Problem description: Every line in the records below with the string "leading" needs to be copied out.
(Supplied material Opens)
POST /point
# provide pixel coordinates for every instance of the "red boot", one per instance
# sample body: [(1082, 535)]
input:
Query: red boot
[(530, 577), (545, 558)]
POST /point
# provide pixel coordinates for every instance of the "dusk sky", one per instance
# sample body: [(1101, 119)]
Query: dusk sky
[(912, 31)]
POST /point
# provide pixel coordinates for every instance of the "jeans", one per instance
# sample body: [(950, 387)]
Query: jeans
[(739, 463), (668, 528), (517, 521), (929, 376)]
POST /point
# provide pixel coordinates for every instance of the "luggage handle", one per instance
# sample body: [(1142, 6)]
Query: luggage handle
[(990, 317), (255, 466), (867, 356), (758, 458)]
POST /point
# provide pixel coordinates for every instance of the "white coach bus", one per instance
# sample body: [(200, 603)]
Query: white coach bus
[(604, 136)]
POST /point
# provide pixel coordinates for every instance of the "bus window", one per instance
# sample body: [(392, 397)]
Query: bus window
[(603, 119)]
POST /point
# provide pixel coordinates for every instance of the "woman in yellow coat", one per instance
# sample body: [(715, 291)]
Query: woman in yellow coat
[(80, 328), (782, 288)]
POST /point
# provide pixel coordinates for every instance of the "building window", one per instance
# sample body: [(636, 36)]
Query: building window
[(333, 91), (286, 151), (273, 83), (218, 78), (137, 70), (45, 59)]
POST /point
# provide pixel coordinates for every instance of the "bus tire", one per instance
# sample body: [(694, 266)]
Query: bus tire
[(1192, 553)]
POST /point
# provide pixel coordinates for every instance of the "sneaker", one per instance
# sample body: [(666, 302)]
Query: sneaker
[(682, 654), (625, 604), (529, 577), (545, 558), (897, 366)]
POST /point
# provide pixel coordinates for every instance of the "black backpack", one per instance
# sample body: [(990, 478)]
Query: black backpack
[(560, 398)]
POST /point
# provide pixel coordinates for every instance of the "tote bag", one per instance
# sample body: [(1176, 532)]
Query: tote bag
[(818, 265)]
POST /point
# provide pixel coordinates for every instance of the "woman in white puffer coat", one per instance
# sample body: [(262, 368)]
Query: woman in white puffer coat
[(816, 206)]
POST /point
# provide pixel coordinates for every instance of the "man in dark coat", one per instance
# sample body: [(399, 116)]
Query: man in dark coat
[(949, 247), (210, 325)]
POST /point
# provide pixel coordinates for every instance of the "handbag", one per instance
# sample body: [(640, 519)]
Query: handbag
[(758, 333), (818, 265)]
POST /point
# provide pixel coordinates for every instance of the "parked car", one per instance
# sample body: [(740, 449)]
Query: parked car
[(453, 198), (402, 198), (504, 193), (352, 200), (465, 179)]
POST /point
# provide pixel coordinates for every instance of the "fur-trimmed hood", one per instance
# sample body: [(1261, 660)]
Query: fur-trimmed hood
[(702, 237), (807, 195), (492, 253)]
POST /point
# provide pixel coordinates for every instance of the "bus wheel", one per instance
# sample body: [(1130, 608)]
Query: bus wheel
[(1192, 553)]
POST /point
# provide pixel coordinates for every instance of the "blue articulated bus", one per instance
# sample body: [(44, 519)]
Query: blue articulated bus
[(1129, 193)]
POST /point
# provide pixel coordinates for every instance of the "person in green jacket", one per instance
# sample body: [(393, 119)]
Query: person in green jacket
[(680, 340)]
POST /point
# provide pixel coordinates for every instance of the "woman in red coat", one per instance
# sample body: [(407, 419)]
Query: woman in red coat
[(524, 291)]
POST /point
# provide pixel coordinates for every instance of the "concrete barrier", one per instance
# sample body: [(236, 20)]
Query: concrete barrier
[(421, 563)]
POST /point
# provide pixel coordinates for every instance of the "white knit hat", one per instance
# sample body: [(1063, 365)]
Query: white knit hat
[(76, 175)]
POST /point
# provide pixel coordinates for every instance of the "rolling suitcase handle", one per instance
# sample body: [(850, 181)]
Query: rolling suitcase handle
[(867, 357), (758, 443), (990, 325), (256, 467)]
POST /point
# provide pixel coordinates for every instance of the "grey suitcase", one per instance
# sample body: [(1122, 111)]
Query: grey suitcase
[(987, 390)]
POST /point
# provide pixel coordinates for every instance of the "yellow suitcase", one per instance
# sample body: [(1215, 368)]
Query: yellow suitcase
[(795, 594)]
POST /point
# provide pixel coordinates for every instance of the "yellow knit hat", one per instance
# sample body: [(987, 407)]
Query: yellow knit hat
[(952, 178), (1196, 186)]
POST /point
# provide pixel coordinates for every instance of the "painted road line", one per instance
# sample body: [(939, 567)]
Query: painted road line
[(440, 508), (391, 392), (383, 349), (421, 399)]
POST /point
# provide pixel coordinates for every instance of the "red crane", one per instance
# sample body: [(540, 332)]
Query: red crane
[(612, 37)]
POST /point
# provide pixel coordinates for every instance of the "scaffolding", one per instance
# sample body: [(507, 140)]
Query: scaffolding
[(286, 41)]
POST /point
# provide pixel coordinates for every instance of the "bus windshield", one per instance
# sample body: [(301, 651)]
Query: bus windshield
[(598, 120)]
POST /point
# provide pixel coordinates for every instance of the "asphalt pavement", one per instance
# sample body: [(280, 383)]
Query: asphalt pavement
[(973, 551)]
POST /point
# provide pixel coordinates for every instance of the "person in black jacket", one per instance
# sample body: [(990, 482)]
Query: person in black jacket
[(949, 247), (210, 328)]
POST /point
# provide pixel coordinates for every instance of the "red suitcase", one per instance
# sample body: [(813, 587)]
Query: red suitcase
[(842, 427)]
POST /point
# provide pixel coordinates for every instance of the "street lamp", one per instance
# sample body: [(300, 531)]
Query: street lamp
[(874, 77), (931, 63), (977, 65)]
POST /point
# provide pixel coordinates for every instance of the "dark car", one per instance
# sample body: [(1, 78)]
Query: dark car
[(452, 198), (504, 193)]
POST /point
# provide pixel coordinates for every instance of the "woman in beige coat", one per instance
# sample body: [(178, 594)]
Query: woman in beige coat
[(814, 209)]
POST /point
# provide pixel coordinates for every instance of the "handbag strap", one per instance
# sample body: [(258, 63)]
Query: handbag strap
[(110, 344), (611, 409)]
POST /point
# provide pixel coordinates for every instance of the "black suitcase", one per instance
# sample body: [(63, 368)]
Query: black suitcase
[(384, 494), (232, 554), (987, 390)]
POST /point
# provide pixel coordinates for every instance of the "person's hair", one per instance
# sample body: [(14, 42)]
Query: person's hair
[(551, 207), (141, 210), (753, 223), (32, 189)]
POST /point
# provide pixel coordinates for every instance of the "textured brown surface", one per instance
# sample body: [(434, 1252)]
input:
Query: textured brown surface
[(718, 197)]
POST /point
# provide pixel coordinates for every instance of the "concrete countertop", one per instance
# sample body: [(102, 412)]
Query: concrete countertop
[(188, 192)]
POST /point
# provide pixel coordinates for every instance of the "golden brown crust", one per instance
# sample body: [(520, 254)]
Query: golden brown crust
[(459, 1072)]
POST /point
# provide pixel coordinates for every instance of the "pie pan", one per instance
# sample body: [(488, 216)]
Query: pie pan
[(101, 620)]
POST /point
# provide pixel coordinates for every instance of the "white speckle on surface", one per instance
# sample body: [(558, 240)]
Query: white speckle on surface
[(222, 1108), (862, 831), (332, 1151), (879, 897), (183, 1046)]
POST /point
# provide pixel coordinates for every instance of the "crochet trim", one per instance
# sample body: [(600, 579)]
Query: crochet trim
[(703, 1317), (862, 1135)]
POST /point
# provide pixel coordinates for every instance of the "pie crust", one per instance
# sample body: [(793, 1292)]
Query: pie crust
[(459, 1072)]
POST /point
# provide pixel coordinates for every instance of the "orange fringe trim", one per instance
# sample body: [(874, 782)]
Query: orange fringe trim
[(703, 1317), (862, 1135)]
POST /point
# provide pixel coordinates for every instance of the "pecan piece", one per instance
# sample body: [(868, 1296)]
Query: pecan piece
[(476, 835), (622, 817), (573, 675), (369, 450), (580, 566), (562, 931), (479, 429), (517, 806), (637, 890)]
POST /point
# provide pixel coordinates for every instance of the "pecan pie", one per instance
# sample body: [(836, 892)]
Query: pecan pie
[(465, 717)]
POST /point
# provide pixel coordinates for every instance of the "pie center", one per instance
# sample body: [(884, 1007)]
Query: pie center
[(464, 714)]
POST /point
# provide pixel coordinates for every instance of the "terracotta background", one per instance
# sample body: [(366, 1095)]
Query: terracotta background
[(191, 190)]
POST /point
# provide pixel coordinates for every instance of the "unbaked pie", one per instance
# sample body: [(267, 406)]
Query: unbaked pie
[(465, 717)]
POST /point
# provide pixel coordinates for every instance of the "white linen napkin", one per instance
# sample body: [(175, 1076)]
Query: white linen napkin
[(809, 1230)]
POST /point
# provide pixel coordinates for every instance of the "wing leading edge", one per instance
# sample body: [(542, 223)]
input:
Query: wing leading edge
(Supplied material Closes)
Solution to the exercise:
# provide pixel coordinates for every instance of the "wing leading edge", one per instance
Query: wing leading edge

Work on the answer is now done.